»»
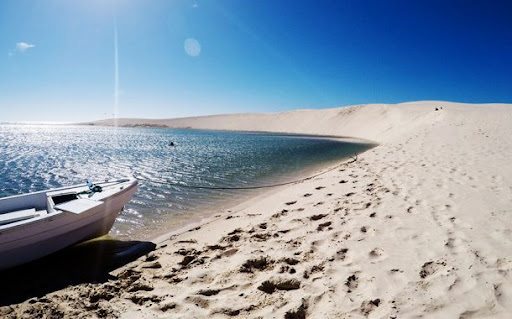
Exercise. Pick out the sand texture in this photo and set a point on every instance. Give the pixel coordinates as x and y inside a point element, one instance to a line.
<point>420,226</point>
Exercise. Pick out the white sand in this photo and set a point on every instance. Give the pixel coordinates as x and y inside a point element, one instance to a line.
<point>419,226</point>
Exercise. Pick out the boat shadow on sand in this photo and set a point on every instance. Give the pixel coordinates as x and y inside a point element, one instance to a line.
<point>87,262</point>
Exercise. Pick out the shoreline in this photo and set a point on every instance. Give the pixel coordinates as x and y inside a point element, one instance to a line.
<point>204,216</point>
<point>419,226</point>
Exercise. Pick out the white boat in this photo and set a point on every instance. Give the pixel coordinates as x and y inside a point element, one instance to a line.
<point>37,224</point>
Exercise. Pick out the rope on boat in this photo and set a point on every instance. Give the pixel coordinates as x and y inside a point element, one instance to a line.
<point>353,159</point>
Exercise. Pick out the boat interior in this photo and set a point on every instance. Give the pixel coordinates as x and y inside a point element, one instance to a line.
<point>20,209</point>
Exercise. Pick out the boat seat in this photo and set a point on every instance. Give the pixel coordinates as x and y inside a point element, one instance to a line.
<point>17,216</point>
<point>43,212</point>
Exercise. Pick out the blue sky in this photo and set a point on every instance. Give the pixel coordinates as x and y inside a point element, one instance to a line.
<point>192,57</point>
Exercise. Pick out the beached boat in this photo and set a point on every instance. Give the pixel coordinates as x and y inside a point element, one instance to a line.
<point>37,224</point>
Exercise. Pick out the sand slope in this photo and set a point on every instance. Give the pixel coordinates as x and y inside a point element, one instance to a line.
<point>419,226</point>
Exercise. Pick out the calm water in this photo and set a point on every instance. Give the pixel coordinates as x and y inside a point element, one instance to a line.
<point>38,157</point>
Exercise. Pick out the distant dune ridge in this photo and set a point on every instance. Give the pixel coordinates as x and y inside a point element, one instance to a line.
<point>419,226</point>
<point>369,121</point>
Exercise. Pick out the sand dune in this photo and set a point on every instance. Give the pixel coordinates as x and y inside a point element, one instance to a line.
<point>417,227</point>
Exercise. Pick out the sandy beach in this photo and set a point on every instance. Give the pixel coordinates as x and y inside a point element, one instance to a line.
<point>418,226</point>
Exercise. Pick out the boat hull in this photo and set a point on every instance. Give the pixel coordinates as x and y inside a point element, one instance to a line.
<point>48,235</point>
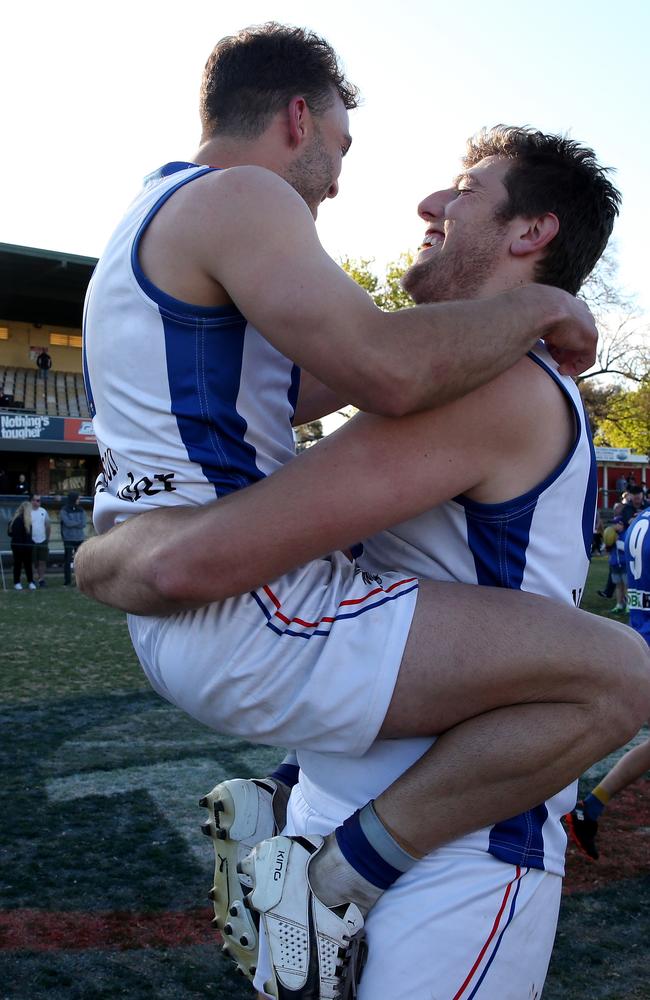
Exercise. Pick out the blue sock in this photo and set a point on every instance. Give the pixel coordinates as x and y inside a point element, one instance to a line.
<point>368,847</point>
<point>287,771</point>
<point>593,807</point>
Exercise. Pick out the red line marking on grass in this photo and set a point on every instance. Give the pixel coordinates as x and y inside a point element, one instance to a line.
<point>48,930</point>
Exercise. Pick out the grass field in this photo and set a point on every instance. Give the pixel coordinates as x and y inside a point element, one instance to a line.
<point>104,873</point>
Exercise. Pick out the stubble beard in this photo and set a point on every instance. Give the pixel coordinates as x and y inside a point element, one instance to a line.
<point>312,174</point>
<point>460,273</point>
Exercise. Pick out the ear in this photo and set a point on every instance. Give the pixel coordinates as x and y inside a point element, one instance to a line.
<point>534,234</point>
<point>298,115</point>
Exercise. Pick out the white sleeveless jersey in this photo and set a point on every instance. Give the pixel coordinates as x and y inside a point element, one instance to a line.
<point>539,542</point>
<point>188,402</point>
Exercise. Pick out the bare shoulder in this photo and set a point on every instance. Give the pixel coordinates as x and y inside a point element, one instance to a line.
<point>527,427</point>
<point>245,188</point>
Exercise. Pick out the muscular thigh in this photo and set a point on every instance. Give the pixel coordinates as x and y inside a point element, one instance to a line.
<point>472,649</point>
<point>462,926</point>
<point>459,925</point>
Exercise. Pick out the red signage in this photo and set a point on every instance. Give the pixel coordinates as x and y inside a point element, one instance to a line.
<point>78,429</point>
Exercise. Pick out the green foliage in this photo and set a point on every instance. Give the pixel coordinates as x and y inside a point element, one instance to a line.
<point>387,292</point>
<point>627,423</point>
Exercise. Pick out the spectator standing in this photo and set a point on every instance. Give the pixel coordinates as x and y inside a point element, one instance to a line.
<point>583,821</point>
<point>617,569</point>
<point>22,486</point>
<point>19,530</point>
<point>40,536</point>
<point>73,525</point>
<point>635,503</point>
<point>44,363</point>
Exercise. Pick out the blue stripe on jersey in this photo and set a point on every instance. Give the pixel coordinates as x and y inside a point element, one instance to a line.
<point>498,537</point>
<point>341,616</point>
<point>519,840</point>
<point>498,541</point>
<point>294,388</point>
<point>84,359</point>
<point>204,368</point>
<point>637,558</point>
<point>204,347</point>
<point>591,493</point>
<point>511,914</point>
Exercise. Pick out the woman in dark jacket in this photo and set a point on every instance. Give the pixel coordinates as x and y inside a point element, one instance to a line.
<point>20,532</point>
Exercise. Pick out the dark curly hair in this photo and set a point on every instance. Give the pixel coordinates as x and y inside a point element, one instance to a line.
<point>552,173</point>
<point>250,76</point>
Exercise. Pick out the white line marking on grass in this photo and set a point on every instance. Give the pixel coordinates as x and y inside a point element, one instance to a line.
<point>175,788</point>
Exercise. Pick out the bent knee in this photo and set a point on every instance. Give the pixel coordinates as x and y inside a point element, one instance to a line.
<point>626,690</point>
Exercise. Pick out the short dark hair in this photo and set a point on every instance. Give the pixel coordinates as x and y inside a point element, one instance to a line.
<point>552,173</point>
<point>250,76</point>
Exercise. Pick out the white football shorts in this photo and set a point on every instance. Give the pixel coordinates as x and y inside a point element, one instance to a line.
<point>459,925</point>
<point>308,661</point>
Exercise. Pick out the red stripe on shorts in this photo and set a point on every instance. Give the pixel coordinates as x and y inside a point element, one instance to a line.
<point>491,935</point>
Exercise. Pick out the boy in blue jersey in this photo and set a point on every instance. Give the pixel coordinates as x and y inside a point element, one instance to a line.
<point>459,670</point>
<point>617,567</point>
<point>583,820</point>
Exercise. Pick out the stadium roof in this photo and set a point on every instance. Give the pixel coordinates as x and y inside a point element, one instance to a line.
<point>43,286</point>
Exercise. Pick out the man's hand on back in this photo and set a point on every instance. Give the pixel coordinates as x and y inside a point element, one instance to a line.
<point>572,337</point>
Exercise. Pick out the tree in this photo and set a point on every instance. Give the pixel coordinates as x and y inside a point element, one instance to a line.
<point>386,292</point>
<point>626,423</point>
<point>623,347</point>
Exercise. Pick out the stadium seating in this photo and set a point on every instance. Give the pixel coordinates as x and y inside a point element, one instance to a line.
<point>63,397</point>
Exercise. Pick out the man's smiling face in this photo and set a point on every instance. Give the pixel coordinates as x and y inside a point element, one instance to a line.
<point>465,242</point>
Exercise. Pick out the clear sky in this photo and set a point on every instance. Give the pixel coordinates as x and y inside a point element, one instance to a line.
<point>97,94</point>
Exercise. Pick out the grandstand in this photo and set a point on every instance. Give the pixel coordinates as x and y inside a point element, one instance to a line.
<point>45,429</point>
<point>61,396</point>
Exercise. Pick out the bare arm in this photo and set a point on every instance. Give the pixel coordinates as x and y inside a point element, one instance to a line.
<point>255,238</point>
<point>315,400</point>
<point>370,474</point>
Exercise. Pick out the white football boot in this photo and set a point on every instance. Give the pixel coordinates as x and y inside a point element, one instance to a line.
««
»»
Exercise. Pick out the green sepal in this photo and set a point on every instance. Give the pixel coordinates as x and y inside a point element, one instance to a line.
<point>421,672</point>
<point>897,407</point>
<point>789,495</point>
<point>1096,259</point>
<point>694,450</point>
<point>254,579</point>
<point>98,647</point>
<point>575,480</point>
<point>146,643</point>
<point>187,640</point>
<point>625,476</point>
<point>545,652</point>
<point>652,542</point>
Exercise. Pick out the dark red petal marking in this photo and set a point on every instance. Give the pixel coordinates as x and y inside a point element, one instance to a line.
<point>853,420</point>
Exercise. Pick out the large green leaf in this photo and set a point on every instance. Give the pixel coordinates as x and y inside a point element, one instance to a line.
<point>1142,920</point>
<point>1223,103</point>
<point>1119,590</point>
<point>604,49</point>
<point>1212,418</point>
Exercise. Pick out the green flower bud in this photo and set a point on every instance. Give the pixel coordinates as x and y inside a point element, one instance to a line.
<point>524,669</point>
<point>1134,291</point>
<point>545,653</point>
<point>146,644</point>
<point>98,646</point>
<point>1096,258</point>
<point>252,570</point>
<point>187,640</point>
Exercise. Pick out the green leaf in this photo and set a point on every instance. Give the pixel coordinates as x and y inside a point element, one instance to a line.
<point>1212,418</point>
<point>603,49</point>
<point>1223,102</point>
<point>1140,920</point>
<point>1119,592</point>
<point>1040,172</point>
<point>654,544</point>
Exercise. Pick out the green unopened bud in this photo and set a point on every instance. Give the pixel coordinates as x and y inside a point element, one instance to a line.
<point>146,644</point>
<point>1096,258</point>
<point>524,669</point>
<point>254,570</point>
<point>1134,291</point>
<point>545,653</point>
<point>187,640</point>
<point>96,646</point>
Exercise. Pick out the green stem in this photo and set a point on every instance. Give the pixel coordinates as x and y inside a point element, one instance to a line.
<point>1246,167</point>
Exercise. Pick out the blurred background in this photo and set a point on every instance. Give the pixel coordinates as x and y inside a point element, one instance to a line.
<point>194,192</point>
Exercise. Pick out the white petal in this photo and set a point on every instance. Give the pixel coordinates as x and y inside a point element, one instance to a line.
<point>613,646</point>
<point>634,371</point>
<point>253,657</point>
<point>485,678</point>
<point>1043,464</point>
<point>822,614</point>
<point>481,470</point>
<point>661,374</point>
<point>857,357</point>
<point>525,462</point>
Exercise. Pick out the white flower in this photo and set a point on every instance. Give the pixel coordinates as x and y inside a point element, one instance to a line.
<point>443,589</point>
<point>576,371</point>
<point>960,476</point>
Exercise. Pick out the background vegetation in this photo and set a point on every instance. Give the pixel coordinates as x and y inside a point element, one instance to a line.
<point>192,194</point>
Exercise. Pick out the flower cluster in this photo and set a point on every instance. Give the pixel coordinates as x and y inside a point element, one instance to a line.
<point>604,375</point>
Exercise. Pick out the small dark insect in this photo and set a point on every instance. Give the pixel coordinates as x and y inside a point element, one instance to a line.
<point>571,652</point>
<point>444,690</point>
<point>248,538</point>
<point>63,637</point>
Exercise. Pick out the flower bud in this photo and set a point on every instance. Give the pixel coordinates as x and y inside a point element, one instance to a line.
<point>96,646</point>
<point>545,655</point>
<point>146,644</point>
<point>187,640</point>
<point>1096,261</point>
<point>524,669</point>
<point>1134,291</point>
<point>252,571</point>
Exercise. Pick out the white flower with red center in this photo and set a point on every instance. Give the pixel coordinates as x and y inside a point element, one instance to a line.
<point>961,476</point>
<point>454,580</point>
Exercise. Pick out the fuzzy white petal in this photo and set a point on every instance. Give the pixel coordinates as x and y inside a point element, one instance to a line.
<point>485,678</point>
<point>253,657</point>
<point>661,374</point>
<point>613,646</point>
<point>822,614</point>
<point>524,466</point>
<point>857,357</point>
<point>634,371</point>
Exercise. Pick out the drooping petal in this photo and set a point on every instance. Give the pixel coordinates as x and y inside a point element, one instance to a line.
««
_Problem to solve_
Look above for the line with "Exercise. Pick out the flower cluster" and the line with "Exercise. Pick out the drooping", and reproduce exactly those two lines plus every line between, nothing more.

_Reply_
Exercise. Pick out the flower cluster in this photo and set a point on every instance. Give the pixel coordinates as x and y inside a point element, one instance to a line.
<point>604,375</point>
Exercise. Pick out the small dark insect in this photo and set a point on every instance. Give the pixel coordinates as x and y inside a point element, one instance to a line.
<point>571,652</point>
<point>444,690</point>
<point>248,538</point>
<point>63,637</point>
Exercise. Pick out the flower bud in this photo and set a point on every instance. Give the pixel coordinates as x and y inside a point element, one instance to a line.
<point>96,646</point>
<point>545,655</point>
<point>146,644</point>
<point>187,640</point>
<point>1096,261</point>
<point>524,669</point>
<point>1134,291</point>
<point>252,571</point>
Exercise. Pick out the white flower with red center in this photo and set a point on every instance. Give the pixel coordinates as x and y inside a point element, one instance to a line.
<point>961,476</point>
<point>454,580</point>
Exercise. Pick out the fuzzy white petal in this photo and set a point on every instance. Give the pixel coordinates as x and y inside a point element, one instance to a line.
<point>485,678</point>
<point>253,657</point>
<point>661,374</point>
<point>613,646</point>
<point>822,614</point>
<point>524,466</point>
<point>857,357</point>
<point>634,371</point>
Exercise. Pick out the drooping petal in this photo and set a point on every instance. Give the pixel coordinates as x and y inside a point element, one instance to a line.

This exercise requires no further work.